(Referring expression data)
[Start of Attachment]
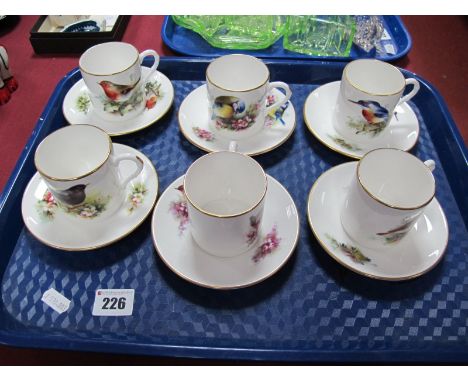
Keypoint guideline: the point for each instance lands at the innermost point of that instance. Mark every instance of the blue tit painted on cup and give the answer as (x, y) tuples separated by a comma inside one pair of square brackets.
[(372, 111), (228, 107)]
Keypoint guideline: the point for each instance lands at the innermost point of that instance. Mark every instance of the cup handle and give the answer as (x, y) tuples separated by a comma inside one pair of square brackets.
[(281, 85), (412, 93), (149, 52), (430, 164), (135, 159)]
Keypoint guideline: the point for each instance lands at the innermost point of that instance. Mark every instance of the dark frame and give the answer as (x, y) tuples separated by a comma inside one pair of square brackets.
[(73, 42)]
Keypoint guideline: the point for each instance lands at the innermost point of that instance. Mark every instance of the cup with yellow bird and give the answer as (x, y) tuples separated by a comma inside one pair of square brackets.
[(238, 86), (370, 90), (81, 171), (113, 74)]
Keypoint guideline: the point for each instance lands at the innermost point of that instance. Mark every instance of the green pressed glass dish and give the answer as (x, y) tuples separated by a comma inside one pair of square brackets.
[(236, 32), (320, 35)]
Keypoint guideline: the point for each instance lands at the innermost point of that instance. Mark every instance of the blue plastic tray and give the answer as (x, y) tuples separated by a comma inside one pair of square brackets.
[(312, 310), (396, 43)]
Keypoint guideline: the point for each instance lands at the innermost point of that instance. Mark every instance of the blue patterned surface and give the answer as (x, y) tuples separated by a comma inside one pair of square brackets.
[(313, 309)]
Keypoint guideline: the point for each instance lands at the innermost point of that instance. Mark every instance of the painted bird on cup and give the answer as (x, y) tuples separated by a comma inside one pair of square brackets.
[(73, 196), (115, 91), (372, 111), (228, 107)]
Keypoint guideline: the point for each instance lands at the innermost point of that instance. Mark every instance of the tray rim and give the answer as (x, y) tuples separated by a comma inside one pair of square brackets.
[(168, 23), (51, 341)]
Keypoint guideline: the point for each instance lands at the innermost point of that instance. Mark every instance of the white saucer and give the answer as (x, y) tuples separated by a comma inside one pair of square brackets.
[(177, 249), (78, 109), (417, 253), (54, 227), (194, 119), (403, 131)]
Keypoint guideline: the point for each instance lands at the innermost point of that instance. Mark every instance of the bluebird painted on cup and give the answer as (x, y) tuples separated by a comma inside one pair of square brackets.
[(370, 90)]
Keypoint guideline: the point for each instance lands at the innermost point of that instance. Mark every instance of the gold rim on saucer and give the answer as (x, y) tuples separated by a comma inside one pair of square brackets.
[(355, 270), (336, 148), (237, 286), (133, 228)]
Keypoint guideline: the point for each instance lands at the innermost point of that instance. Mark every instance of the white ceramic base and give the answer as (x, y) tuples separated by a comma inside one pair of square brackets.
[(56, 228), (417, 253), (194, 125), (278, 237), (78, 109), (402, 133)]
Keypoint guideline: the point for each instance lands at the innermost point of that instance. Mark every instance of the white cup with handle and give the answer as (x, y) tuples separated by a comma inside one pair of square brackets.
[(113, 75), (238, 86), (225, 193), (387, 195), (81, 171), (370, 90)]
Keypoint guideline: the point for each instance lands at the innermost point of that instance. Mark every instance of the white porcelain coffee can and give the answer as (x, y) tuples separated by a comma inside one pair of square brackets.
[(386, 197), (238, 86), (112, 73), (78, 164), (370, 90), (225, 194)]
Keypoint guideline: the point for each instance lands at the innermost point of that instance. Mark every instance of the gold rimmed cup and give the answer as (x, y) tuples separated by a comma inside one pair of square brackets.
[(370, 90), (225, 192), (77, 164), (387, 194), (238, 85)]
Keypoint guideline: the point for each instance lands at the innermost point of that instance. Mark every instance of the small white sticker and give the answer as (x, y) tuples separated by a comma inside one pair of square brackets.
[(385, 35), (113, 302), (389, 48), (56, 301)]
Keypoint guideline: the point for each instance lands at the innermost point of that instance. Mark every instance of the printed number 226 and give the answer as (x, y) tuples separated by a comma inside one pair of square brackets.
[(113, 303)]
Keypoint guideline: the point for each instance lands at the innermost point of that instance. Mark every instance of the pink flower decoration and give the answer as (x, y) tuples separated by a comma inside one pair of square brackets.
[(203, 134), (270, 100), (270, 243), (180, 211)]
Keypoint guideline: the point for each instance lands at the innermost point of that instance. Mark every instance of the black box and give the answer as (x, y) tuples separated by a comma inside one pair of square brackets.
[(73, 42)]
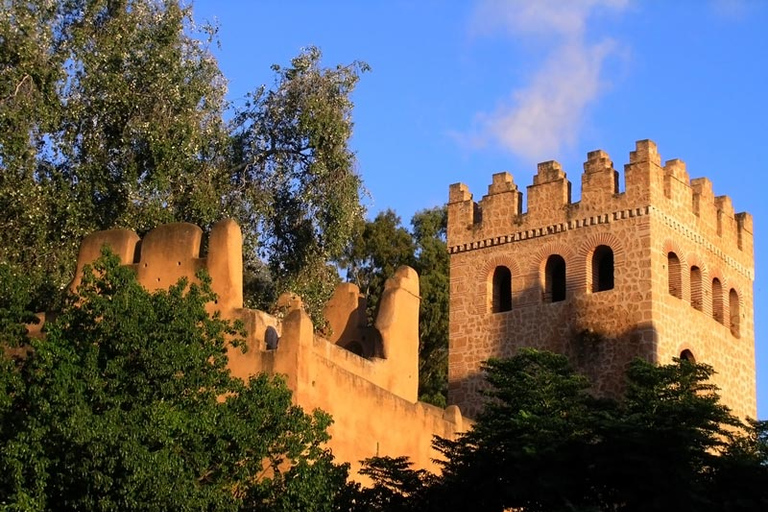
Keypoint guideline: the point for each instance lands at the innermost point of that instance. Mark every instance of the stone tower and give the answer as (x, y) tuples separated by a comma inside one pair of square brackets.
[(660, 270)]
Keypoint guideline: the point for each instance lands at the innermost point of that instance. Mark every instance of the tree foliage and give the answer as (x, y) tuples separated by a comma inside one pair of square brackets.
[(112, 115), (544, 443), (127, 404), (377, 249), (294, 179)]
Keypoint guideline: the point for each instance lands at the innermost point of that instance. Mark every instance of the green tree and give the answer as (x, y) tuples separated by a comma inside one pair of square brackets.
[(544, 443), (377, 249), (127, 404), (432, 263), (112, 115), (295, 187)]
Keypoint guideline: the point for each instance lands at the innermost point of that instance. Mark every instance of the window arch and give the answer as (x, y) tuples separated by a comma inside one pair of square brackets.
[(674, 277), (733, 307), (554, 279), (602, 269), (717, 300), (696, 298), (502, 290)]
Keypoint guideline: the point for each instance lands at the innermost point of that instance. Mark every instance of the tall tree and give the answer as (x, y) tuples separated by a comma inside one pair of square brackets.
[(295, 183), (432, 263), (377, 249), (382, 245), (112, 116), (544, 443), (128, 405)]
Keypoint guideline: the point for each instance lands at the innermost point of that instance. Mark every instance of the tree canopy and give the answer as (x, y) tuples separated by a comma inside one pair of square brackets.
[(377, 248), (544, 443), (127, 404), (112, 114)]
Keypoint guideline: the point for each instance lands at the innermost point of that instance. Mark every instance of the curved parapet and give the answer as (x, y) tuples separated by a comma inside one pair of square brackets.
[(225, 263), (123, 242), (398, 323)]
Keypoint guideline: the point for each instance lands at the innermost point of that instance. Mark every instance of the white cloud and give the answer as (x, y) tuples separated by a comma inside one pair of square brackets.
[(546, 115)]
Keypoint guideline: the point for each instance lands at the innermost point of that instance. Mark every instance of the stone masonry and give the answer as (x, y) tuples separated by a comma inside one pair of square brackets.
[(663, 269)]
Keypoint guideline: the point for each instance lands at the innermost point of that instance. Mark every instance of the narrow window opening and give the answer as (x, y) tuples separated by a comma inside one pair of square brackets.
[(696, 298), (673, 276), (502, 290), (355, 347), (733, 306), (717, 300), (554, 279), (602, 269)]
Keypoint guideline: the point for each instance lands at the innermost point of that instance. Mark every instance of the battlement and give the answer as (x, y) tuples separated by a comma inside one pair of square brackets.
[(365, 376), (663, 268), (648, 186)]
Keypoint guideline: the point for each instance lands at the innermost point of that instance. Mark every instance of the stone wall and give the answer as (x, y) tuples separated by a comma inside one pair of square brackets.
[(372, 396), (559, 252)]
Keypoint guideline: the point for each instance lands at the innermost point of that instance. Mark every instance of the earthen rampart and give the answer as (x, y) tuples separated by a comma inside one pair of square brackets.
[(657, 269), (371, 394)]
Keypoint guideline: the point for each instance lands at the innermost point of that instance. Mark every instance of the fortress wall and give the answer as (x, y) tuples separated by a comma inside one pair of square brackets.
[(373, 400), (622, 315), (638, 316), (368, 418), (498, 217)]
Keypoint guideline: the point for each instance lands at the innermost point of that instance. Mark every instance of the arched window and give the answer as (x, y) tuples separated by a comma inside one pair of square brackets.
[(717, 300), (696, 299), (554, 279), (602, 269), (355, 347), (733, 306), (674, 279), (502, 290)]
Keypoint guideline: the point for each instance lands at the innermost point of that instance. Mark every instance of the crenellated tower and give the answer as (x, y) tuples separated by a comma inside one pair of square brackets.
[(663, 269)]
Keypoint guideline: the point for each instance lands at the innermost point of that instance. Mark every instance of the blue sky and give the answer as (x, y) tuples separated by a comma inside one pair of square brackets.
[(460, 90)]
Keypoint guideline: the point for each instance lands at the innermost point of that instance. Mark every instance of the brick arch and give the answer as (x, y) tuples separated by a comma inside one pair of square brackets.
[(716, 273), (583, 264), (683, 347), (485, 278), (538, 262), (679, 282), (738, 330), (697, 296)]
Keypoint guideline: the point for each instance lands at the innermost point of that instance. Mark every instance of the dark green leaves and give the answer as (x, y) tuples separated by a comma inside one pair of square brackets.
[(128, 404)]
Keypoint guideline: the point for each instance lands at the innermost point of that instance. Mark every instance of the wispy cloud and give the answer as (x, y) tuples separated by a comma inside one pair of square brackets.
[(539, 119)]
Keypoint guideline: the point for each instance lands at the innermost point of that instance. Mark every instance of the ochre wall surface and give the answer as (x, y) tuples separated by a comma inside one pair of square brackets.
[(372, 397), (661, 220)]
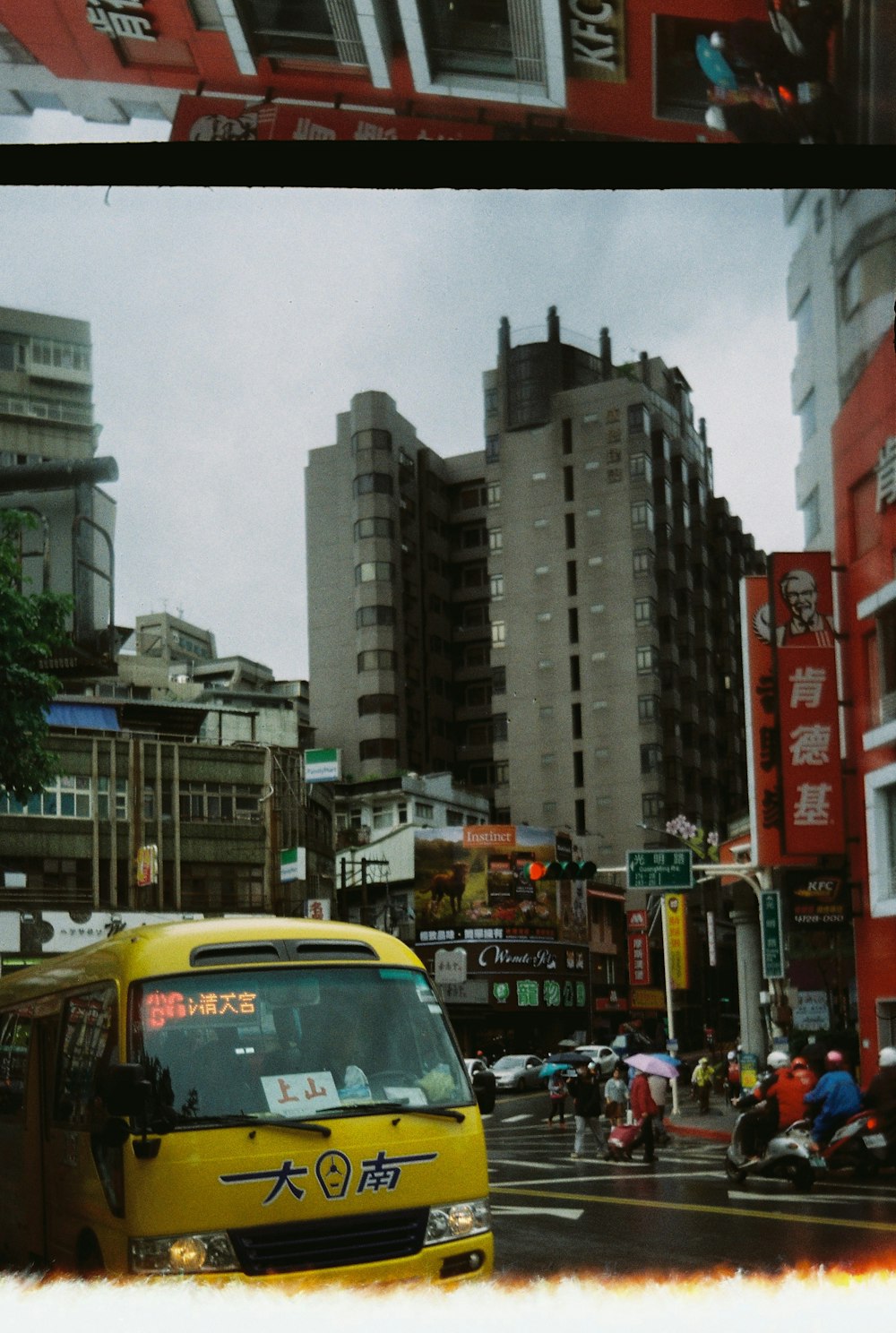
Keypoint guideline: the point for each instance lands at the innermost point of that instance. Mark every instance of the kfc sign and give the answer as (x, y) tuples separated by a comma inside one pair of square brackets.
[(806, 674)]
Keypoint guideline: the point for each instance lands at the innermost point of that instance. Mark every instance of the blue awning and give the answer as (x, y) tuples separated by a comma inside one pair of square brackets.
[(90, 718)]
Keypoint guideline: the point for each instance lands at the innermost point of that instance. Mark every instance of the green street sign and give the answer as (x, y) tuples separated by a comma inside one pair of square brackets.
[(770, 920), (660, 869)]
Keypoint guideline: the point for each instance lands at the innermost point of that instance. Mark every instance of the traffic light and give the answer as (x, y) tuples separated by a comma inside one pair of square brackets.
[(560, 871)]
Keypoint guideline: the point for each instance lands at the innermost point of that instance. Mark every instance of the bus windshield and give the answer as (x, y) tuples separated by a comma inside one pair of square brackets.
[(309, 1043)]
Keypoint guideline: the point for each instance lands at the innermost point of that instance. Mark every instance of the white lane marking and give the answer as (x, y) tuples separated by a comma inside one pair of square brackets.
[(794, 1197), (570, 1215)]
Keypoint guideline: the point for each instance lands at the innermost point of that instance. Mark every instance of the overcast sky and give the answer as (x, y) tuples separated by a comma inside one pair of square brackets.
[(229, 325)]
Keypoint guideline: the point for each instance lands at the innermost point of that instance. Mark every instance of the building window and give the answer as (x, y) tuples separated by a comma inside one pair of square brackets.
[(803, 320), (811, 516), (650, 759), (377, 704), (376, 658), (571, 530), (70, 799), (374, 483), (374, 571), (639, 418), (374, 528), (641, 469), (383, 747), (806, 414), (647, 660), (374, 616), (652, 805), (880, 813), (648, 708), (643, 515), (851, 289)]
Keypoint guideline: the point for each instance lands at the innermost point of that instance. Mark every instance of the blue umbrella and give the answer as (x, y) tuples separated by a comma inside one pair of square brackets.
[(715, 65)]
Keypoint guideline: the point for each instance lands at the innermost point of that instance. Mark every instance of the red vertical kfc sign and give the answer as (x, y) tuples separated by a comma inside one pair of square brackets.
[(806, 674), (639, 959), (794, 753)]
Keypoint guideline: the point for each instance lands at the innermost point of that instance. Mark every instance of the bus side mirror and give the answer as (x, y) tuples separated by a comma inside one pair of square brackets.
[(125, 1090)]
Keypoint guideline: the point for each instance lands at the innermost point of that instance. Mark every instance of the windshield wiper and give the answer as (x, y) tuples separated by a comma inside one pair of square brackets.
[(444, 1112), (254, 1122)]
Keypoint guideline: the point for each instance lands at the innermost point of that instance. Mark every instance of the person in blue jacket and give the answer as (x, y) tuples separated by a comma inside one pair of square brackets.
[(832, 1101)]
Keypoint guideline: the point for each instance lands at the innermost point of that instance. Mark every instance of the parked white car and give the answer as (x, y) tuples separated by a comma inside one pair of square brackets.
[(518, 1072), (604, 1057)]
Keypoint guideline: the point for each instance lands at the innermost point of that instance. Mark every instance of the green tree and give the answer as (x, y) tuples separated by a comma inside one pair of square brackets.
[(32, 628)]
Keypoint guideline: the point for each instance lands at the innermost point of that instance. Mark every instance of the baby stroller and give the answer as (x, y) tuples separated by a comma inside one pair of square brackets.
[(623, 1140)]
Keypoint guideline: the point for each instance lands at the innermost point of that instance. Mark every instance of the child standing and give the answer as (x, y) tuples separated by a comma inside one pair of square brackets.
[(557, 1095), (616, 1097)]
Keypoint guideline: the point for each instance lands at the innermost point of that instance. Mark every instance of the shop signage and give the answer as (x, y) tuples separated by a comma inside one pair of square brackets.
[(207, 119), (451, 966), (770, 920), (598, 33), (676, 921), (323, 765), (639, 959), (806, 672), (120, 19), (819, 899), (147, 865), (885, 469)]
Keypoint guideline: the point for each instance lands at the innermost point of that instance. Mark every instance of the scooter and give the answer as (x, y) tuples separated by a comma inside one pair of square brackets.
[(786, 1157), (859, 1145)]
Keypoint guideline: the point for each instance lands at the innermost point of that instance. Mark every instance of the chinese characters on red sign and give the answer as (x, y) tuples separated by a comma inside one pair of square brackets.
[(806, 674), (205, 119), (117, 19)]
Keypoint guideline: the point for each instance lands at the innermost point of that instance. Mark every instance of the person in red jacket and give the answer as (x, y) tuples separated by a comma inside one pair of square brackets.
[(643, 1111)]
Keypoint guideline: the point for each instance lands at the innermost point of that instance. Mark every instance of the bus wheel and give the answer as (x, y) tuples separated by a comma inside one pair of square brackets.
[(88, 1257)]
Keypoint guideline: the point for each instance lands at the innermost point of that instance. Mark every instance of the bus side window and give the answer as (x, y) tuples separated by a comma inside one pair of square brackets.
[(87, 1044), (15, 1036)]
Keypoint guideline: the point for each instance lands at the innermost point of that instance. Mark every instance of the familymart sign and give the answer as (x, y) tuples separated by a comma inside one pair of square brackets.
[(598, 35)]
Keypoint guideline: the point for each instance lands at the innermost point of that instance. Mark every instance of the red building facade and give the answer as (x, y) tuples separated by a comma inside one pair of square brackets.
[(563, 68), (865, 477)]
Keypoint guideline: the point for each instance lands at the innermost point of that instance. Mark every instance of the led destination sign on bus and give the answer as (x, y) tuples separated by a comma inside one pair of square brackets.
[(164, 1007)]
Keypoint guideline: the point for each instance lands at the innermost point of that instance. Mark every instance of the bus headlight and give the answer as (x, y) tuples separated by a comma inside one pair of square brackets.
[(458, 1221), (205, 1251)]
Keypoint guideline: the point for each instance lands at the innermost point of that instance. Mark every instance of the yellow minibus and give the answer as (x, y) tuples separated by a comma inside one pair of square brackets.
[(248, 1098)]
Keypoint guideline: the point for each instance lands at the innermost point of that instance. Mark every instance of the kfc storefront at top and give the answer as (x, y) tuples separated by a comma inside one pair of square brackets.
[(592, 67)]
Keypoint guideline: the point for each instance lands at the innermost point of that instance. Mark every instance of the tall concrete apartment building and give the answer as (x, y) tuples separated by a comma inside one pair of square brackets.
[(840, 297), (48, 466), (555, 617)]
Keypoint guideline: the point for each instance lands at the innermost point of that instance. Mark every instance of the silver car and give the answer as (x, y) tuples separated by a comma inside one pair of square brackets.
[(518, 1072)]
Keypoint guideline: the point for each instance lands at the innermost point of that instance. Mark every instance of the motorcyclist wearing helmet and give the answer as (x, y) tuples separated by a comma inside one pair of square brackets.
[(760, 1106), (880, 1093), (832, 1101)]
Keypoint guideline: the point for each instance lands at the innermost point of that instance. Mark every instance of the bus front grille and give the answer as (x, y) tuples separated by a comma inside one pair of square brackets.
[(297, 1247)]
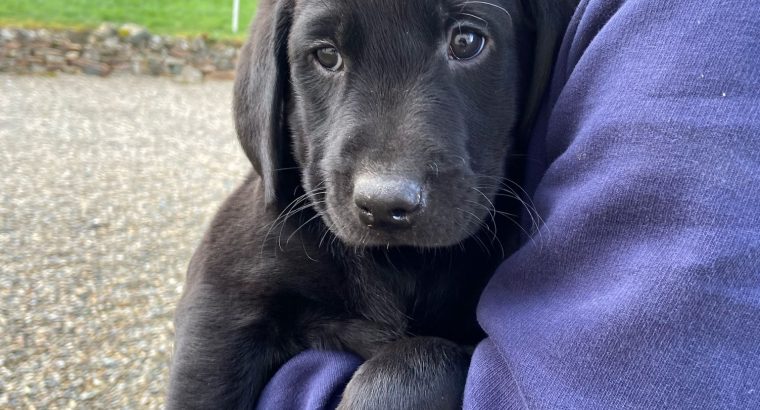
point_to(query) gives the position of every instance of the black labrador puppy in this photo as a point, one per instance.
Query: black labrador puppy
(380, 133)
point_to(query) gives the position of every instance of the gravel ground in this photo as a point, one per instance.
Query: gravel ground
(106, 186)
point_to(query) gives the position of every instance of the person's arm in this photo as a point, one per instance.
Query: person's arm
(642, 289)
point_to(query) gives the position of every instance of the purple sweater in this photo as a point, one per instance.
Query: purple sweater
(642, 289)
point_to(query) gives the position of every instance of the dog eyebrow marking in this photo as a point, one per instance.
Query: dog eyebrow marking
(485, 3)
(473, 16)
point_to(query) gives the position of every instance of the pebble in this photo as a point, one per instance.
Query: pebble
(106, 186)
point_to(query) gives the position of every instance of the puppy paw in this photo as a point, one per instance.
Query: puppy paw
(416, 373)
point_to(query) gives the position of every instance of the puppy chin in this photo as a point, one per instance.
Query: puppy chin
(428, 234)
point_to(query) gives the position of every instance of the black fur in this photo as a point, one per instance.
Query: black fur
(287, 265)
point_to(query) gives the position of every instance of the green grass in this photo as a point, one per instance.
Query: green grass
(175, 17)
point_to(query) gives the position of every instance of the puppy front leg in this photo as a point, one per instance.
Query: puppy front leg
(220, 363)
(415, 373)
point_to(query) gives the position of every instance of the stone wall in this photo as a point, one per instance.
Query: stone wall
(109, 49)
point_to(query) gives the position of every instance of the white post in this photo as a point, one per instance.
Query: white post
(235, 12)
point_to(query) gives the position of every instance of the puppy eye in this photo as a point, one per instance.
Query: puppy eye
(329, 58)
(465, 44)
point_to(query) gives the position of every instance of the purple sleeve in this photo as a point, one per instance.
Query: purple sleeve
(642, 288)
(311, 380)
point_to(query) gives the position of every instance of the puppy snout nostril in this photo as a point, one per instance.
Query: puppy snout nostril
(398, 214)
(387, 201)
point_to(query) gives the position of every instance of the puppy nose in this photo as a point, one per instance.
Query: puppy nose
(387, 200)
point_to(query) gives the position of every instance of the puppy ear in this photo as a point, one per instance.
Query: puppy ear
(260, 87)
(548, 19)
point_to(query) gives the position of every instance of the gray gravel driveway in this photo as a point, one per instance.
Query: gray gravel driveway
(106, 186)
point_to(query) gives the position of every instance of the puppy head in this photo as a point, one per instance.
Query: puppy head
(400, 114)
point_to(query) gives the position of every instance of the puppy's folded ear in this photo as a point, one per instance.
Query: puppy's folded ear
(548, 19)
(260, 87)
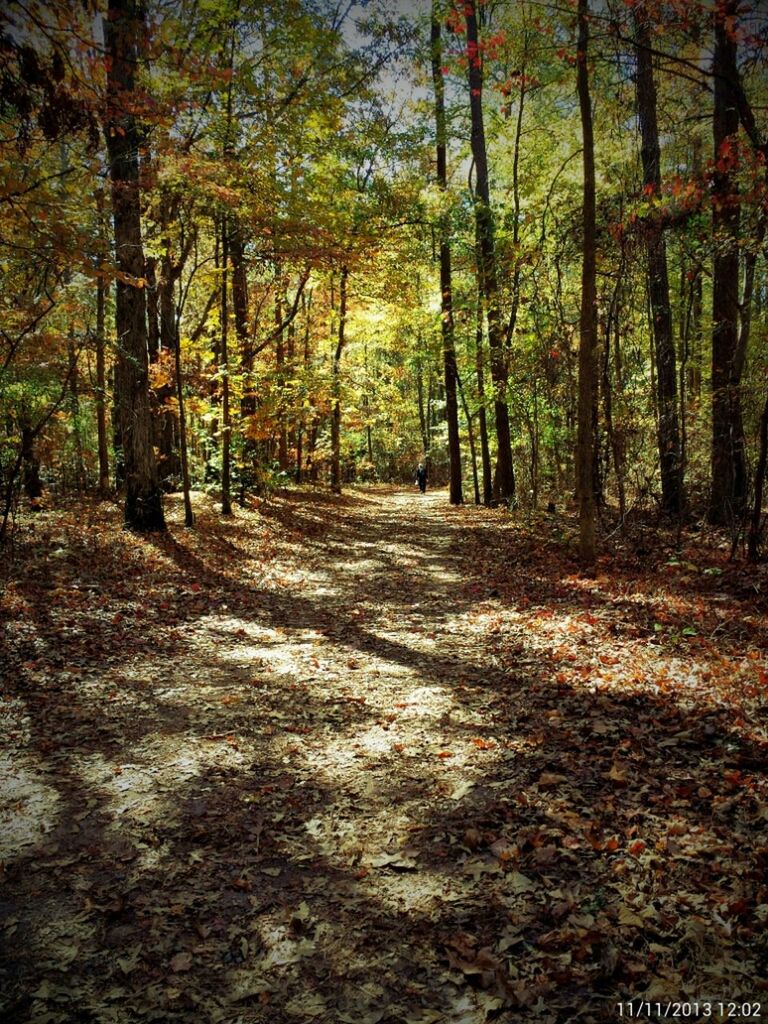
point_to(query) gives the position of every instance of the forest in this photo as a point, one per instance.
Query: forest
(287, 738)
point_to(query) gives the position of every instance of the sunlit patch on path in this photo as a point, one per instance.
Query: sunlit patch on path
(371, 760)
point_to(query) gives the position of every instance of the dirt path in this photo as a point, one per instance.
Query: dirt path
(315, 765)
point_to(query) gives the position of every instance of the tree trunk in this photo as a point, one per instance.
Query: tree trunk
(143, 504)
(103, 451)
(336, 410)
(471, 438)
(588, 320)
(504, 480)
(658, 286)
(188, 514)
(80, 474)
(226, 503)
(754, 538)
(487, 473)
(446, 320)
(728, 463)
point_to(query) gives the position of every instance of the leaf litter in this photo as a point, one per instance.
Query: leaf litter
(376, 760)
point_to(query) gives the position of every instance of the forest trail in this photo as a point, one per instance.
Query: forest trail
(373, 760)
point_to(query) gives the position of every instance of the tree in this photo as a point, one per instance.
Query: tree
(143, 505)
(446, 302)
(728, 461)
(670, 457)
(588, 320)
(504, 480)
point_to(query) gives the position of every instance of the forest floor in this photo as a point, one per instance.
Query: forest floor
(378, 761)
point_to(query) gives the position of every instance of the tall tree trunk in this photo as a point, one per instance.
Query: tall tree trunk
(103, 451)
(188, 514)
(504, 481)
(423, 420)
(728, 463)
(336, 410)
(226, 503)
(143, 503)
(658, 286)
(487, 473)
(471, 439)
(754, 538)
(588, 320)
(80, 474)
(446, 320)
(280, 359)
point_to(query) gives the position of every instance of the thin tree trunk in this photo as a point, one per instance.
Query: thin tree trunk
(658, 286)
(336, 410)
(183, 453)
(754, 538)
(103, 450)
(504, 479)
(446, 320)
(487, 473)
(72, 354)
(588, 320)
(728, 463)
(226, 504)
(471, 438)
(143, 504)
[End of Attachment]
Find "Query: leaf litter" in the entries above, then repeat its line and all lines after it exactly, down to the last line.

Query: leaf litter
(376, 760)
point_to(query) gives the position of every instance of the forest trail in this photo as a point, one per instance.
Query: forest trail
(373, 760)
point_to(query) gives the position of every instance of the tree in this photo as a point, one per instance.
Query: tree
(143, 505)
(446, 302)
(728, 461)
(670, 457)
(588, 320)
(504, 480)
point_to(query) gives the position of every instance of the forest floor in this photo as a point, one per instance.
Query: forest floor
(378, 761)
point_to(query) gives the position of every instance of the tall tree trunk in this photo as a point, one per instance.
Query: tall tree trunk
(103, 451)
(188, 514)
(504, 481)
(423, 420)
(728, 463)
(336, 410)
(226, 503)
(143, 503)
(658, 286)
(487, 473)
(471, 439)
(754, 538)
(588, 320)
(80, 474)
(446, 320)
(280, 359)
point_to(query) gives the position of every instance of the thin tree trunk in this photo as a point, one per instance.
Query: thin tree trunk
(658, 286)
(336, 410)
(183, 453)
(754, 538)
(103, 450)
(504, 479)
(446, 320)
(487, 473)
(72, 354)
(588, 320)
(728, 463)
(226, 504)
(471, 438)
(143, 504)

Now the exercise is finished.